• _Exercise_
Transcribe precisely those lines of the listing that fall between the line containing "In the photograph above, where can the traffic light" and the last line, inclusive of both.

------ Task data ------

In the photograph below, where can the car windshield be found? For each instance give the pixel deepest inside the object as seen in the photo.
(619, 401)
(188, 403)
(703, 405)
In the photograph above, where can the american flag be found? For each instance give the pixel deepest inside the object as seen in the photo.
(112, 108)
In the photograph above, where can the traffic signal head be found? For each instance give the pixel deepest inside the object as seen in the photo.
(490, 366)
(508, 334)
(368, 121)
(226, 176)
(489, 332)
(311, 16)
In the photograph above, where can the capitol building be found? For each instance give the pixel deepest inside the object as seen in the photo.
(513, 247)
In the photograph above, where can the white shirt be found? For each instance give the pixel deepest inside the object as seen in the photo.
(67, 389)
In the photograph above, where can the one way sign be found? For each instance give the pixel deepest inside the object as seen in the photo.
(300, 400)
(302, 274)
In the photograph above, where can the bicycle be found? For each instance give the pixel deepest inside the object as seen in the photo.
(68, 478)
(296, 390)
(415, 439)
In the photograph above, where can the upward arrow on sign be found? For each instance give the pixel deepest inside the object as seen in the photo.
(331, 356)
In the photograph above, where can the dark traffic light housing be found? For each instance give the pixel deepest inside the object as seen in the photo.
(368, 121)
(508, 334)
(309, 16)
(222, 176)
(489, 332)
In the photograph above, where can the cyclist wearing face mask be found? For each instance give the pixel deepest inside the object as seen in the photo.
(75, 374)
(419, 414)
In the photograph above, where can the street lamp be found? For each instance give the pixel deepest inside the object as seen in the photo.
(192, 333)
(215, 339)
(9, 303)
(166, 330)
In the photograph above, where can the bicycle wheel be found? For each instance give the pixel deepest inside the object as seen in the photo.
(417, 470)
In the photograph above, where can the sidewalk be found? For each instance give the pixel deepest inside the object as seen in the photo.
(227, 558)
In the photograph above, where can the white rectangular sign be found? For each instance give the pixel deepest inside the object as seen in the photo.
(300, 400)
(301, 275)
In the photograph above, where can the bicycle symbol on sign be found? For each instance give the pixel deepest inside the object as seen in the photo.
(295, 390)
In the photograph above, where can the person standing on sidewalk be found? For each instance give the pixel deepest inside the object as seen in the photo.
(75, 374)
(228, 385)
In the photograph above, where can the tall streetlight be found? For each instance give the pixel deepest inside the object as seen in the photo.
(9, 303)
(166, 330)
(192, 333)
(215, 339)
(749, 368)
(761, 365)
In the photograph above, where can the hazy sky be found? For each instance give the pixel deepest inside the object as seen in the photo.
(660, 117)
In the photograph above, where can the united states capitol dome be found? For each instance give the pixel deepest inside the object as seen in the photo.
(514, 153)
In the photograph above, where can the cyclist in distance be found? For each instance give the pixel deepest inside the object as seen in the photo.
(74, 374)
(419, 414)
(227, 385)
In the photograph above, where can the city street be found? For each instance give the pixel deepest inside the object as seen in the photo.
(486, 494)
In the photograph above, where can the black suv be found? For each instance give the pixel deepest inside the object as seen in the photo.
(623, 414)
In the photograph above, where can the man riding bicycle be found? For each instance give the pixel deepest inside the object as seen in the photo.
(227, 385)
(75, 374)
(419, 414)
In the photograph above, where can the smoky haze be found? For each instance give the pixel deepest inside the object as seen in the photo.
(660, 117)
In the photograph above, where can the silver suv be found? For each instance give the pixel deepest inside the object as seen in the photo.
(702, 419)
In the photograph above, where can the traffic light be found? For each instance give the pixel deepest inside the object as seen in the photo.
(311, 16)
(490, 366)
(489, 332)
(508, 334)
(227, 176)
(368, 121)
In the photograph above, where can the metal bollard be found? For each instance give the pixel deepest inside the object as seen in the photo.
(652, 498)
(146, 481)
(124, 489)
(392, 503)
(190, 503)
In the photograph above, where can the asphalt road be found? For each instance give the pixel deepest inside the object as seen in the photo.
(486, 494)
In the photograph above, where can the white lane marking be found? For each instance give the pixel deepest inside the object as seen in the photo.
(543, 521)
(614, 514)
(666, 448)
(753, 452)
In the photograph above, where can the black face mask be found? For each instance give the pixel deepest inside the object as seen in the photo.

------

• _Task output_
In the photograph above, where can the traffic light be found? For each instance give the pixel deepest inside the object as seen in the photo.
(311, 16)
(490, 366)
(489, 332)
(508, 334)
(227, 176)
(368, 121)
In the photograph above, where can the metal bollard be found? For each instance give the pixel deepest inside the object as seen in the photo.
(652, 498)
(146, 481)
(124, 489)
(392, 503)
(190, 503)
In the photograph above, where can the asphalt road be found? For each instance give the pixel deepest inside the object as seen in the photo.
(486, 494)
In the photograph above, where can the white lane marking be found? For each instance give the pixel deepest inside the object as seen in the photo.
(543, 521)
(614, 514)
(666, 448)
(753, 452)
In the photograph above, where can the black face mask be found? For each instance give the pixel deepest inside the object as seen in the photo.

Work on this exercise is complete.